Giant snapping turtle dubbed ‘Chonkosaurus’ spotted in Chicago River

Joey Santore was kayaking down the Chicago River last Friday near Goose Island. What he once thought was a sandbag that somebody had thrown off the bridge onto a rotting pylon turned out to be something downright monstrous.

CHICAGO – If a massive snapping turtle ever had a name, Chonkosaurus would be a perfect epithet.

Joey Santore was kayaking down the Chicago River last Friday, performing a plant survey near Goose Island. What he once thought was a sandbag that somebody had thrown off the bridge onto a rotting pylon turned out to be something downright monstrous.

When he got about 80 feet away from it, he could tell it was a turtle.

"That's a Chicago River snapper. Are you kidding me?" said Santore in the video showing the reptile basking in the sun on a pile of rusty chains. "Look at that beast."

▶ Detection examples
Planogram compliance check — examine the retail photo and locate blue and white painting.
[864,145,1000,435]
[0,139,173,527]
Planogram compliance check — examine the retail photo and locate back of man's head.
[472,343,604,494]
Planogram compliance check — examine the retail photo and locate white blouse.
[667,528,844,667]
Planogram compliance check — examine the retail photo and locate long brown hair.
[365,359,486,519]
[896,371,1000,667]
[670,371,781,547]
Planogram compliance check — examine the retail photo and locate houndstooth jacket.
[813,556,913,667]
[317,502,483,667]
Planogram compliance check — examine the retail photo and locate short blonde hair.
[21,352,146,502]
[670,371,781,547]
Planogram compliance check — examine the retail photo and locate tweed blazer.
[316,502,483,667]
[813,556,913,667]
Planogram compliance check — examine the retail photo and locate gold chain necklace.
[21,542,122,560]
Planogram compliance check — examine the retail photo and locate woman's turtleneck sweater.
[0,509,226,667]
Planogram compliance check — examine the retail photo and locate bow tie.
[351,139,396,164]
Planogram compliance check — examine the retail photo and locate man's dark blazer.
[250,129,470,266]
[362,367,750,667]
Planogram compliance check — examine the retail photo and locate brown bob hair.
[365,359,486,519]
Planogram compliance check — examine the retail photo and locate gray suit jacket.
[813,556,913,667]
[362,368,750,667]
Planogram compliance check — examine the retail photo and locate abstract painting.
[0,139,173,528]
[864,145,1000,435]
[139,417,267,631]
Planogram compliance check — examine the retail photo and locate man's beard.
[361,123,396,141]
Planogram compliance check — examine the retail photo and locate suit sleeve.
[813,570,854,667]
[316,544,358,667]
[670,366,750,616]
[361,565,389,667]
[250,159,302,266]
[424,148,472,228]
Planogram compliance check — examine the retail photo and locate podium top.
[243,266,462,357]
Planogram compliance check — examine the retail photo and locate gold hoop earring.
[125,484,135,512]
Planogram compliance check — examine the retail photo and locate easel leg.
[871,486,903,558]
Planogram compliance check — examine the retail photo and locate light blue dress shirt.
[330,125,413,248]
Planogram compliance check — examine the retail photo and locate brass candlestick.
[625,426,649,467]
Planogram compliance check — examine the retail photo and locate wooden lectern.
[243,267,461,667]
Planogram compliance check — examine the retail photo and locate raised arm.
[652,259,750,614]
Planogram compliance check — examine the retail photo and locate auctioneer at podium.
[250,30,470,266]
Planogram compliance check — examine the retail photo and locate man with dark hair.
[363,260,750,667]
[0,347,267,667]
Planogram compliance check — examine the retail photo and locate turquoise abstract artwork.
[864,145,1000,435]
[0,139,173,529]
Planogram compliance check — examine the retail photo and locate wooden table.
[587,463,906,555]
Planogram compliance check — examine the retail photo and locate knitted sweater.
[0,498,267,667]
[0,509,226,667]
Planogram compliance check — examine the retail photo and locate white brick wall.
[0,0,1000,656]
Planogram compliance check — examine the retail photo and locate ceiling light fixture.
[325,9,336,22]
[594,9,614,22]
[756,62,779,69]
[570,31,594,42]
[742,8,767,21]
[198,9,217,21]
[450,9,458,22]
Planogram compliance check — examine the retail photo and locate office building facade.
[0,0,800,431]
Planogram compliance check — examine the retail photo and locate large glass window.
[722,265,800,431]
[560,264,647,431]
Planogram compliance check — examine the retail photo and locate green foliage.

▶ Exercise tasks
A – Render the detection rows above as a Markdown table with the columns "Row No." and "Entry". Begin with the line containing "woman's turtleneck sweater.", continue through the line containing "[125,484,135,512]", and omit blank lines.
B – Continue the article about the giant snapping turtle in the Chicago River, starting after its final sentence.

▶ Answers for the tasks
A –
| Row No. | Entry |
|---|---|
| 1 | Planogram compliance check — examine the retail photo and locate woman's turtleneck sweater. |
| 2 | [0,509,226,667] |
| 3 | Planogram compliance check — examine the retail photo and locate bow tie. |
| 4 | [351,139,396,164] |
| 5 | Planogram compliance check — examine the retail photo and locate man's dark blazer. |
| 6 | [250,129,470,266] |
| 7 | [362,367,750,667] |
| 8 | Planogram compliance check — examine the retail photo and locate brown bob hair. |
| 9 | [365,359,486,519] |
| 10 | Planogram compliance check — examine the retail photo and locate gray suit jacket. |
| 11 | [813,556,913,667] |
| 12 | [362,368,750,667] |
| 13 | Planogram compliance check — examine the retail photo and locate abstract painting. |
| 14 | [0,139,173,528] |
| 15 | [864,145,1000,435] |
| 16 | [139,417,267,631] |
| 17 | Planogram compliance check — examine the retail photo and locate man's beard. |
| 18 | [361,123,396,141] |
| 19 | Planogram compliance check — examine the retail photo and locate suit sleeve. |
| 20 | [813,570,854,667] |
| 21 | [316,544,358,667] |
| 22 | [670,366,750,616] |
| 23 | [361,565,389,667] |
| 24 | [250,159,302,266] |
| 25 | [424,148,472,228] |
| 26 | Planogram compliance check — examine the retail photo and locate podium top. |
| 27 | [243,266,462,357] |
| 28 | Planogram compliance check — examine the retail photo and locate gold hoop earring. |
| 29 | [125,484,135,512] |

B –
If you are wondering what things the turtle has been eating, you are not alone. Santore joked at the same thing.

"I'm real proud of you," he said. "You been eating healthy? You ever heard of liquid salad?"

Santore, who lives in Texas, was visiting some family and friends in Chicago at the time of the huge encounter. Santore told FOX Weather that he travels around the world filming plants and making educational videos about their ecology and evolution. 


Santore said he has never seen a snapping turtle that large and believes it was probably a pregnant female weighing 60 pounds, if not a little bit more.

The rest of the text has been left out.